◆ Text provided
****

VideoSD [15] contains 10 low-resolution video sequences under the natural scene.
Segtrack-v2 [16] is another benchmark dataset widely used for video object segmentation. There are 1,066 video frames in total, and each frame also has pixel-level annotation. The main challenges are drastic appearance deformation, uneven lighting, complex motion states, and occlusion.
We use the three general standard metrics proposed in [14], namely the region similarity J, the contour accuracy F and the temporal stability T.
4.2 Effectiveness of the proposed method
We first study the effectiveness of the Motion-cues Refine Module (MRM) and the rationality of the introduction of bidirectional optical flows. The results are shown in Table 1. When only using the single-direction optical flow (without MRM), we observe a significant performance drop (mean J: 70.5→56.9, mean F: 61.8→50.4 in DAVIS-2016), and the mean T evaluation index increased by 46.7%. That clearly shows the effectiveness of our Motion-cues Refine Module (MRM), which can fully leverage the motion cues of the foreground object in video sequences.
Table 1. Comparative study of single-direction optical flow and bidirectional optical flow
Next, we conduct the ablation study on the DAVIS-2016 dataset to verify the effectiveness of the proposed network architecture and key modules. We adopt the model like U-Net [47] as the baseline model which concatenates high-level features after up-sampling and low-level features directly.
As shown in Table 2, the MRM significantly improved the baseline model, and the J mean value has increased from 67.7% to 70.3%. The third model (Baseline+A), which uses the appearance alone, only use the main loss which is calculated by the cross entropy between the output of fusion module in the appearance stream and the ground-truth label. As it has no motion stream, so no auxiliary loss could be used. The fourth (Baseline+A+S) and the fifth model (Baseline+A+B (DC-Net)) are all composed of appearance stream and motion stream, the difference between these two models is that the former uses single-direction optical flow while the later one uses bidirectional optical flow. Both of them are jointly trained by the main loss and the auxiliary loss. It can be seen that from both models with joint loss (the fourth and the fifth model) are better than the model only use main loss (the third model), and the J Mean increased from 74.1% to 76.8%,79.6% respectively, which prove the effectiveness of the joint loss and validate the proposed co-enhance strategy. Thus, we attribute this to the well-designed dual-stream co-enhanced network, which includes effective feature aggregation modules and full utilization of bidirectional motion cues.
Table 2. Ablation study on Davis-2016. (B: Motion stream with bidirectional optical flow; A: Appearance features enhancement operations (CAM, MFAM); S: Motion stream with single-direction optical flow)

****

◆ Supplied material
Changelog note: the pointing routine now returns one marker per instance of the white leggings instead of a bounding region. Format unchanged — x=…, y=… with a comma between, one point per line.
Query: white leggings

****

◆ Objectives
A - Print the section of the passage on video object segmentation that begins at the words "Table 1. Comparative" and stops after "low-level features directly.".
B - According to the passage on video object segmentation, how many video frames does Segtrack-v2 contain in total?
C - Decide whether each statement agrees with the passage on video object segmentation. Give yes or no and quote the deciding words. (i) VideoSD contains 10 low-resolution video sequences. (ii) The third model (Baseline+A) is trained with both the main loss and the auxiliary loss. (iii) The ablation study was conducted on the DAVIS-2016 dataset.

◆ Solutions for each task
A -
Table 1. Comparative study of single-direction optical flow and bidirectional optical flow
Next, we conduct the ablation study on the DAVIS-2016 dataset to verify the effectiveness of the proposed network architecture and key modules. We adopt the model like U-Net [47] as the baseline model which concatenates high-level features after up-sampling and low-level features directly.

B - 1,066 video frames.

C -
(i) Yes: "VideoSD [15] contains 10 low-resolution video sequences under the natural scene."
(ii) No: "As it has no motion stream, so no auxiliary loss could be used."
(iii) Yes: "we conduct the ablation study on the DAVIS-2016 dataset"